Stated exercise:
List every line of the items that contains the word "yellow", with case counting toward a match.

Input:

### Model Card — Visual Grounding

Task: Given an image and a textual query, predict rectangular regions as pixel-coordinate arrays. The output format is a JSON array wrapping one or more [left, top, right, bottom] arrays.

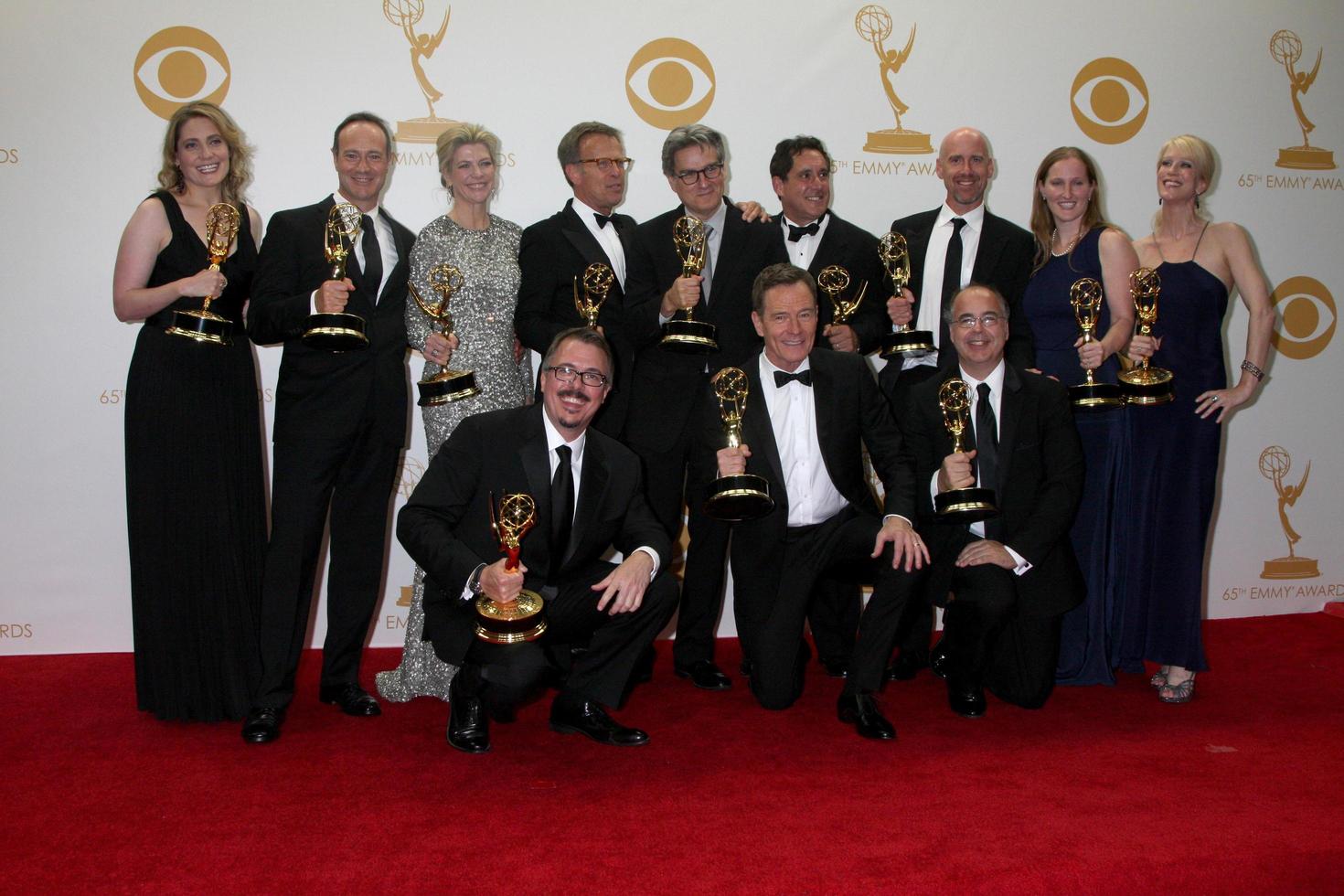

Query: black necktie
[[942, 218, 966, 310], [358, 215, 383, 305], [976, 383, 998, 489], [547, 444, 574, 584], [774, 367, 812, 389], [789, 218, 821, 243]]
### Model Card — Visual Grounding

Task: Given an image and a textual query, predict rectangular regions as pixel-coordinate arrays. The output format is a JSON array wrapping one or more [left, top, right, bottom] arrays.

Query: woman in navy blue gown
[[1121, 134, 1275, 702], [1023, 146, 1138, 685]]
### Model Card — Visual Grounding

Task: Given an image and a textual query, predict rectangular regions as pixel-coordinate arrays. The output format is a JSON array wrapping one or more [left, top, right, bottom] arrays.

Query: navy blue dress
[[1023, 229, 1130, 685], [125, 192, 266, 721], [1120, 255, 1227, 673]]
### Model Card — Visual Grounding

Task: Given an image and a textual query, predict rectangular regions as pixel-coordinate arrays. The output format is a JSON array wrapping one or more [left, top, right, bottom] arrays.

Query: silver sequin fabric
[[377, 215, 532, 702]]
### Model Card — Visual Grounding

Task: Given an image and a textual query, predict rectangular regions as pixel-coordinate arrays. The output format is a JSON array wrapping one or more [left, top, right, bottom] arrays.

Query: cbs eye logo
[[1270, 277, 1336, 361], [1069, 57, 1147, 144], [134, 26, 231, 120], [625, 37, 715, 131]]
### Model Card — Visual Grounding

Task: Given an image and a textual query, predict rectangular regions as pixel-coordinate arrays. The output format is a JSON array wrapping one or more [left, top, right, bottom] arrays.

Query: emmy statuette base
[[475, 589, 546, 644], [704, 473, 774, 523], [303, 313, 368, 352], [863, 128, 933, 155], [415, 371, 481, 407], [1120, 367, 1176, 406], [1069, 383, 1125, 411], [1275, 146, 1336, 171], [397, 118, 457, 144], [1261, 558, 1321, 579], [933, 487, 998, 524], [880, 329, 938, 357], [661, 318, 719, 355], [164, 312, 234, 346]]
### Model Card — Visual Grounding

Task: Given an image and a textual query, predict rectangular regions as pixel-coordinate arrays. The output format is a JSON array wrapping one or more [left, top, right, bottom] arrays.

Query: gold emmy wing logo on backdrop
[[625, 37, 715, 131], [1069, 57, 1147, 144], [1259, 444, 1321, 579], [397, 454, 425, 501], [1269, 29, 1335, 171], [383, 0, 453, 144], [853, 3, 933, 155], [1270, 277, 1336, 361], [134, 26, 232, 120]]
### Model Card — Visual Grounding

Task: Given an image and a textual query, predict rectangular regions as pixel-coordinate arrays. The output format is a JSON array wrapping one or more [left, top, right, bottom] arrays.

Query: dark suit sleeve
[[397, 416, 493, 596], [247, 212, 321, 346], [1007, 373, 1083, 575]]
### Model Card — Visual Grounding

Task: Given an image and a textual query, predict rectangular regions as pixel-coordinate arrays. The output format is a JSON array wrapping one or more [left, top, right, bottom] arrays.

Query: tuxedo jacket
[[887, 206, 1036, 371], [247, 197, 415, 446], [625, 198, 787, 447], [899, 364, 1084, 616], [696, 348, 917, 593], [397, 403, 672, 665], [514, 200, 635, 435], [774, 212, 891, 355]]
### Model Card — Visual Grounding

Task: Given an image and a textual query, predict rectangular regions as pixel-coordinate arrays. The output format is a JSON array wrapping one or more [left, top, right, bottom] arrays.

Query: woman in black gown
[[112, 102, 266, 721], [1121, 134, 1275, 702]]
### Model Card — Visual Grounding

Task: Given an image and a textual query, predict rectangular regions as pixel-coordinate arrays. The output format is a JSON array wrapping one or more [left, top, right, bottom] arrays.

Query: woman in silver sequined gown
[[378, 123, 531, 702]]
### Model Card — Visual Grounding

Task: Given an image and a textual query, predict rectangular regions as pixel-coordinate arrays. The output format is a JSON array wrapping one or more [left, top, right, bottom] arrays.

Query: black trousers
[[734, 507, 915, 709], [944, 536, 1063, 709], [252, 426, 402, 708], [464, 560, 676, 710]]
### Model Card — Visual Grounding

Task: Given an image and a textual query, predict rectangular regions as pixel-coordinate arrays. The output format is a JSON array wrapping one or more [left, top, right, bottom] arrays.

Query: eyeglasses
[[546, 367, 606, 389], [574, 155, 635, 175], [676, 161, 723, 187], [953, 312, 1004, 329]]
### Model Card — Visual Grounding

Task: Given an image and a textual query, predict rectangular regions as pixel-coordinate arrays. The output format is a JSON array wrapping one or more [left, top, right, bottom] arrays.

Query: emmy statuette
[[704, 367, 774, 523], [166, 203, 238, 346], [406, 264, 481, 407], [661, 217, 719, 355], [1069, 277, 1125, 411], [1120, 267, 1176, 406], [574, 262, 615, 329], [933, 376, 998, 523], [303, 203, 368, 352], [878, 232, 938, 357], [475, 492, 546, 644]]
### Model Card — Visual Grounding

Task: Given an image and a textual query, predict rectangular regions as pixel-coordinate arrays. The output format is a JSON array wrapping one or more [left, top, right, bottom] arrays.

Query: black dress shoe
[[317, 681, 383, 716], [243, 707, 285, 744], [929, 638, 947, 678], [551, 696, 649, 747], [947, 681, 986, 719], [836, 693, 896, 741], [672, 659, 732, 690], [887, 650, 929, 681], [817, 656, 849, 678]]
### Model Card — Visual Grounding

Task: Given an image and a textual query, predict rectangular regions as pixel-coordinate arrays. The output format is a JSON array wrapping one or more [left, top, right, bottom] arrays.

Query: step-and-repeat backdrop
[[0, 0, 1344, 653]]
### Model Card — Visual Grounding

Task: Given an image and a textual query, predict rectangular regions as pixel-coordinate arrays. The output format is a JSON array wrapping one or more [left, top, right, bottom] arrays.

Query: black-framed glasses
[[676, 161, 723, 187], [575, 155, 635, 175], [953, 312, 1004, 329], [546, 366, 606, 389]]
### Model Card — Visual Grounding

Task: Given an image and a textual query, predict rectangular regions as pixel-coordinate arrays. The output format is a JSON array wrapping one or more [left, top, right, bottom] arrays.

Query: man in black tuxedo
[[625, 125, 784, 690], [879, 128, 1035, 678], [397, 328, 676, 752], [514, 121, 635, 437], [700, 263, 929, 741], [770, 134, 890, 677], [898, 286, 1084, 718], [242, 112, 448, 743]]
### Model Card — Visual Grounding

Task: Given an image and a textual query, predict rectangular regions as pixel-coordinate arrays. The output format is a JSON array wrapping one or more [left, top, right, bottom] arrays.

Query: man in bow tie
[[698, 263, 929, 741]]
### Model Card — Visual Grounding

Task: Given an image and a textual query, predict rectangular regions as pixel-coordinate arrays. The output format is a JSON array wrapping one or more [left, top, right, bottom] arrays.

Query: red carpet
[[0, 613, 1344, 893]]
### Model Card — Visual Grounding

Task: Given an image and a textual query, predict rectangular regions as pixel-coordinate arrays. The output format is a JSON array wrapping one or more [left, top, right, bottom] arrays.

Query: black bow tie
[[789, 218, 821, 243]]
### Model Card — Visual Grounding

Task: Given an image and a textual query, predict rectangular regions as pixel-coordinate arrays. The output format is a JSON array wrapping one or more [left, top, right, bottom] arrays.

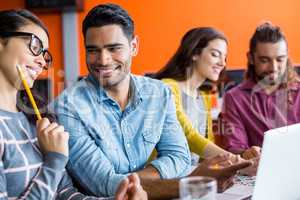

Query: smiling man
[[55, 4, 249, 199], [221, 23, 300, 159]]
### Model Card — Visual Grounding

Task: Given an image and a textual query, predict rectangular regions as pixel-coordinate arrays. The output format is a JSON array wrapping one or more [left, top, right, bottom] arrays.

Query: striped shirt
[[0, 110, 108, 200]]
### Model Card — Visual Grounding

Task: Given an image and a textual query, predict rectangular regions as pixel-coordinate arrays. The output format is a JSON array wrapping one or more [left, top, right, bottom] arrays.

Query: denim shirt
[[54, 75, 191, 196]]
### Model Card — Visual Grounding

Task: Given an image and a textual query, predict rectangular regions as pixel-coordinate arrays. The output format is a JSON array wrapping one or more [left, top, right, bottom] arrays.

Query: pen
[[16, 65, 42, 120]]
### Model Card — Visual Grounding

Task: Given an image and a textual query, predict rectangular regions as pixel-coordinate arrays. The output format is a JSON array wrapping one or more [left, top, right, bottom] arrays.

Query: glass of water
[[179, 176, 217, 200]]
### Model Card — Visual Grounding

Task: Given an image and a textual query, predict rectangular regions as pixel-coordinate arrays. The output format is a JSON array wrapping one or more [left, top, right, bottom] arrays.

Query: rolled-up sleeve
[[151, 89, 191, 179]]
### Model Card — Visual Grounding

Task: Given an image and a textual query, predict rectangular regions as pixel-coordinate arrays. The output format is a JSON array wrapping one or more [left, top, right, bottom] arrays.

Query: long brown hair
[[0, 9, 56, 125], [153, 27, 227, 81]]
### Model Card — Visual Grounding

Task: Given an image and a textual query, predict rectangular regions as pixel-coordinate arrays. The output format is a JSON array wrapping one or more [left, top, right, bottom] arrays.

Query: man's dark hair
[[246, 22, 292, 81], [82, 4, 134, 40]]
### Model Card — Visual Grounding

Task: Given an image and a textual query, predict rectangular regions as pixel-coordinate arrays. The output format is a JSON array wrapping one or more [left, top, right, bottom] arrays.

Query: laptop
[[217, 123, 300, 200]]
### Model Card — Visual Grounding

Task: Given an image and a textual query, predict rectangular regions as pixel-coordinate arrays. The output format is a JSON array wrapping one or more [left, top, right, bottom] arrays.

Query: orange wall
[[0, 0, 64, 96], [79, 0, 300, 74], [0, 0, 300, 94]]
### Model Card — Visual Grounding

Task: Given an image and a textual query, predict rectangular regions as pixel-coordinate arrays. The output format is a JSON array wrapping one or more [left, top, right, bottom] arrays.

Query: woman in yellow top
[[155, 27, 241, 159]]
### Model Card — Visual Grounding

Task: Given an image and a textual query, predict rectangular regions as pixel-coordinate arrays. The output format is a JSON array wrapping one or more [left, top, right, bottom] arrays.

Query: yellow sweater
[[162, 79, 214, 157]]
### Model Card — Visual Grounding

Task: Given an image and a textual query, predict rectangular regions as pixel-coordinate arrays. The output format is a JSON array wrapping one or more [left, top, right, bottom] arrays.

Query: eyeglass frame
[[0, 31, 53, 70]]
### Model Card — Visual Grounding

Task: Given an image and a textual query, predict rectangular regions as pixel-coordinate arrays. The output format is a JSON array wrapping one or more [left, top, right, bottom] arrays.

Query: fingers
[[36, 118, 50, 132], [115, 178, 129, 200], [218, 177, 234, 193], [128, 173, 141, 185], [204, 154, 229, 165], [222, 161, 251, 176]]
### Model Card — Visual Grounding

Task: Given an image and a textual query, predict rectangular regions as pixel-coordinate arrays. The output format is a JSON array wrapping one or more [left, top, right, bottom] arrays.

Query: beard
[[256, 72, 286, 86]]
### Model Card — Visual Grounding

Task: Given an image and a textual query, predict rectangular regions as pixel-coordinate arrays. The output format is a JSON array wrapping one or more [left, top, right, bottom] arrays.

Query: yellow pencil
[[17, 65, 42, 120]]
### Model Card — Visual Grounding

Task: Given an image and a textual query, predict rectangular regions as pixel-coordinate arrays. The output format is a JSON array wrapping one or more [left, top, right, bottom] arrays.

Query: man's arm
[[219, 93, 249, 154], [138, 155, 251, 199], [137, 165, 179, 199], [54, 100, 127, 197]]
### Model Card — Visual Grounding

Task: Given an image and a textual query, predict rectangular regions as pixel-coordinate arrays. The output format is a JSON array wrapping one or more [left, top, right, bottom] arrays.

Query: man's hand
[[115, 173, 148, 200], [190, 155, 251, 192], [239, 157, 260, 176], [242, 146, 261, 160]]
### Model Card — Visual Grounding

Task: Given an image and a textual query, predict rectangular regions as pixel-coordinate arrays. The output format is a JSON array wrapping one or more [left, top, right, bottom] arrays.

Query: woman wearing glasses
[[0, 10, 147, 200], [154, 27, 255, 174]]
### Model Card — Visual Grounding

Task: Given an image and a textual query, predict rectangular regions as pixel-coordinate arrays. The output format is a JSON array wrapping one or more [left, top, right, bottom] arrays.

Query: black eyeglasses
[[0, 32, 52, 70]]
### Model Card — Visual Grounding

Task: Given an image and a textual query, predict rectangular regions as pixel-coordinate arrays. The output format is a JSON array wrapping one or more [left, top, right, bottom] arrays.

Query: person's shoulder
[[58, 78, 91, 98]]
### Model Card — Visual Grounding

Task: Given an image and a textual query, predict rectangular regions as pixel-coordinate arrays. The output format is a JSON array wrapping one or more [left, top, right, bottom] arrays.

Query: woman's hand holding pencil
[[37, 118, 69, 157]]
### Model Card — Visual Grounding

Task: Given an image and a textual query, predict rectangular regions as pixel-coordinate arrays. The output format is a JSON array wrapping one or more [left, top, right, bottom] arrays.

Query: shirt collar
[[87, 74, 143, 102], [240, 80, 300, 93]]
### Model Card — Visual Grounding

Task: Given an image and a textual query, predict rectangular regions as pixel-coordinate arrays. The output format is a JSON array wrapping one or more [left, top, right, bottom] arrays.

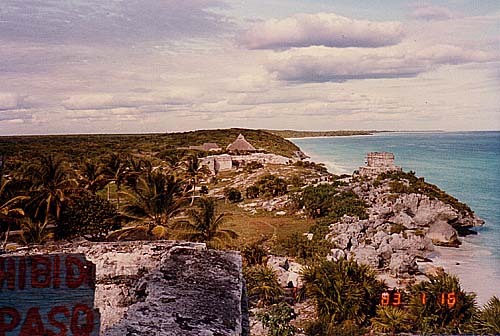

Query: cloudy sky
[[0, 0, 500, 135]]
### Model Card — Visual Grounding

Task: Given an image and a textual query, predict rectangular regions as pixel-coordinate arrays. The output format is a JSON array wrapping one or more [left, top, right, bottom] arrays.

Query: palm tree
[[0, 179, 28, 249], [183, 155, 209, 205], [23, 155, 78, 226], [243, 265, 283, 305], [474, 296, 500, 335], [302, 258, 385, 325], [122, 171, 186, 230], [409, 273, 477, 333], [371, 306, 411, 335], [81, 160, 107, 195], [104, 153, 127, 206], [176, 197, 238, 245]]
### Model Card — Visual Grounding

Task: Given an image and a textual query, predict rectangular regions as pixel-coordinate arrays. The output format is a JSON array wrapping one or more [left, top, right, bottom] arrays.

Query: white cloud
[[268, 43, 496, 82], [0, 92, 20, 111], [62, 88, 201, 110], [0, 0, 231, 45], [242, 13, 403, 49], [410, 4, 458, 21]]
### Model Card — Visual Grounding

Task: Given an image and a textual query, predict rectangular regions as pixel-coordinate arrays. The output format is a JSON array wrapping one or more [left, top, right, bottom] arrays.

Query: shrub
[[287, 174, 304, 188], [224, 188, 243, 203], [275, 232, 333, 264], [302, 258, 385, 326], [473, 296, 500, 335], [257, 302, 297, 336], [409, 273, 477, 333], [371, 306, 411, 335], [241, 241, 267, 266], [390, 223, 406, 234], [243, 265, 283, 305], [255, 174, 288, 197], [245, 185, 260, 199], [299, 184, 337, 218], [245, 161, 264, 172], [200, 185, 208, 195], [56, 195, 121, 240], [328, 191, 368, 221]]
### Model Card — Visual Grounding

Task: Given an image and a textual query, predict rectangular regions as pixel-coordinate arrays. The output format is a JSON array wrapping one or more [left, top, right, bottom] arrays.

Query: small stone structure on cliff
[[359, 152, 402, 176]]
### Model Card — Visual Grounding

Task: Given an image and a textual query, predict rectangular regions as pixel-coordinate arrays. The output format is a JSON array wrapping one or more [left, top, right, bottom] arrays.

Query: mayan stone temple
[[359, 152, 402, 176]]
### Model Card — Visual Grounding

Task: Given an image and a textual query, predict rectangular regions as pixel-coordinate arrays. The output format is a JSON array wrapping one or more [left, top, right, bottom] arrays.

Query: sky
[[0, 0, 500, 135]]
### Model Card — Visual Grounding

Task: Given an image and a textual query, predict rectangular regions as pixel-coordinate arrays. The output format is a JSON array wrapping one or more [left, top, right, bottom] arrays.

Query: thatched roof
[[201, 142, 221, 151], [227, 134, 256, 151]]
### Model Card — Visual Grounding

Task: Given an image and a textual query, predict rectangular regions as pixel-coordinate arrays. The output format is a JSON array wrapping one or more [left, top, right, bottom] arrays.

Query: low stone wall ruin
[[6, 241, 249, 336]]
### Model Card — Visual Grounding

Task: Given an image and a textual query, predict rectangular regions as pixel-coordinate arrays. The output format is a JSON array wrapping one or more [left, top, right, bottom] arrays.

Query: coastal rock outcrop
[[326, 168, 484, 279]]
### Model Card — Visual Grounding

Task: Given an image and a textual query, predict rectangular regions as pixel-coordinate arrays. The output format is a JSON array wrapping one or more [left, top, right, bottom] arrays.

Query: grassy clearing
[[219, 201, 314, 248]]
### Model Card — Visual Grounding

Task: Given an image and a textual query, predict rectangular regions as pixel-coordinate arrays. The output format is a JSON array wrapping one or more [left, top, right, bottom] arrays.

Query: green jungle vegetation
[[0, 129, 500, 336], [267, 130, 378, 138], [0, 128, 299, 168]]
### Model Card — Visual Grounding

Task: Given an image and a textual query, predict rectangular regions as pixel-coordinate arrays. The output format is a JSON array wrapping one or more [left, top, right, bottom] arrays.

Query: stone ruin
[[6, 241, 249, 336], [359, 152, 403, 177]]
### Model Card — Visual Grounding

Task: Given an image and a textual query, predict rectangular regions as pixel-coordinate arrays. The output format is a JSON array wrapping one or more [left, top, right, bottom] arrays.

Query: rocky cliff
[[326, 169, 484, 279]]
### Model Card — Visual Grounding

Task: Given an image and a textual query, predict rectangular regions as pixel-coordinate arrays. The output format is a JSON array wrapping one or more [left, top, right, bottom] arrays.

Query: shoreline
[[430, 237, 500, 306], [297, 140, 500, 306]]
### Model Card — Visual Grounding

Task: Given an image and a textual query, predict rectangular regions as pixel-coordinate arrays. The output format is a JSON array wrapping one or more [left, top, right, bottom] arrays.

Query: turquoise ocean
[[290, 131, 500, 303]]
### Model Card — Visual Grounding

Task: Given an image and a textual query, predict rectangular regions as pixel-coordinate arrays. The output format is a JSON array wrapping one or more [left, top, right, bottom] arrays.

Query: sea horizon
[[291, 131, 500, 303]]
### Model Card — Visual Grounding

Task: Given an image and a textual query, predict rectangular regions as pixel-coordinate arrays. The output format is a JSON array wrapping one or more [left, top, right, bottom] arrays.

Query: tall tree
[[182, 155, 209, 205], [80, 160, 107, 195], [104, 153, 127, 206], [23, 154, 78, 225], [302, 258, 385, 326], [177, 197, 238, 245], [0, 179, 28, 249], [122, 171, 186, 229]]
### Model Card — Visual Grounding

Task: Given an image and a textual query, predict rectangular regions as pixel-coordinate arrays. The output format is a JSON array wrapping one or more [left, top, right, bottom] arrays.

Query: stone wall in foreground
[[8, 241, 248, 336]]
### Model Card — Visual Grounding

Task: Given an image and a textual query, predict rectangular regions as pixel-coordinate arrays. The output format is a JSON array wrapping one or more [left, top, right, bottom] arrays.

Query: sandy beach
[[300, 148, 500, 305], [431, 237, 500, 305]]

Output for this task:
Query: woman in yellow top
Query: yellow sweater
Query: yellow pencil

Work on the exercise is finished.